**Work to complete:**
Give the stretch from the line containing "find bay, then" through the end of the records as a Markdown table with the columns Number and Record line, one numbered row per line, leaving out blank lines.

**The records:**
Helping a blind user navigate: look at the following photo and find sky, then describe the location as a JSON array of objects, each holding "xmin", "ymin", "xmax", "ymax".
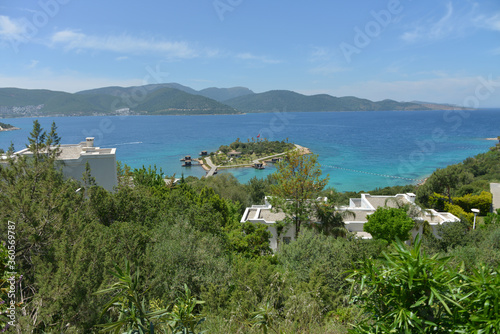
[{"xmin": 0, "ymin": 0, "xmax": 500, "ymax": 108}]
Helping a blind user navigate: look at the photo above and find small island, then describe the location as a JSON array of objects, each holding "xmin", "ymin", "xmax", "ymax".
[
  {"xmin": 191, "ymin": 137, "xmax": 311, "ymax": 176},
  {"xmin": 0, "ymin": 122, "xmax": 19, "ymax": 131}
]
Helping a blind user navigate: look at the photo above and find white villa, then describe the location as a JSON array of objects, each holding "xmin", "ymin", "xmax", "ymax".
[
  {"xmin": 339, "ymin": 193, "xmax": 460, "ymax": 239},
  {"xmin": 240, "ymin": 193, "xmax": 459, "ymax": 251},
  {"xmin": 240, "ymin": 196, "xmax": 327, "ymax": 251},
  {"xmin": 15, "ymin": 137, "xmax": 118, "ymax": 191}
]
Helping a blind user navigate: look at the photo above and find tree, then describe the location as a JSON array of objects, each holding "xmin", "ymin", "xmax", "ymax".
[
  {"xmin": 363, "ymin": 207, "xmax": 415, "ymax": 242},
  {"xmin": 271, "ymin": 150, "xmax": 328, "ymax": 237},
  {"xmin": 348, "ymin": 238, "xmax": 500, "ymax": 333}
]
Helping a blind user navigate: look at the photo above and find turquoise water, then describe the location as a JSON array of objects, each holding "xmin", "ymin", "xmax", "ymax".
[{"xmin": 0, "ymin": 109, "xmax": 500, "ymax": 191}]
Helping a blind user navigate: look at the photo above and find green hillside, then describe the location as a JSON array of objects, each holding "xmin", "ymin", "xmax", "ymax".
[
  {"xmin": 0, "ymin": 84, "xmax": 242, "ymax": 117},
  {"xmin": 225, "ymin": 90, "xmax": 429, "ymax": 112},
  {"xmin": 134, "ymin": 88, "xmax": 238, "ymax": 115},
  {"xmin": 198, "ymin": 87, "xmax": 255, "ymax": 102}
]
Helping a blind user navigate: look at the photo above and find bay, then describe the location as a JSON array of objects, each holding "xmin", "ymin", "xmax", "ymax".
[{"xmin": 0, "ymin": 109, "xmax": 500, "ymax": 191}]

**Solution to this task:**
| Number | Record line |
|---|---|
| 1 | Helping a blind user navigate: look at the photo above and find bay, then describe the location as a JSON array of objects, each holding "xmin", "ymin", "xmax", "ymax". |
| 2 | [{"xmin": 0, "ymin": 109, "xmax": 500, "ymax": 191}] |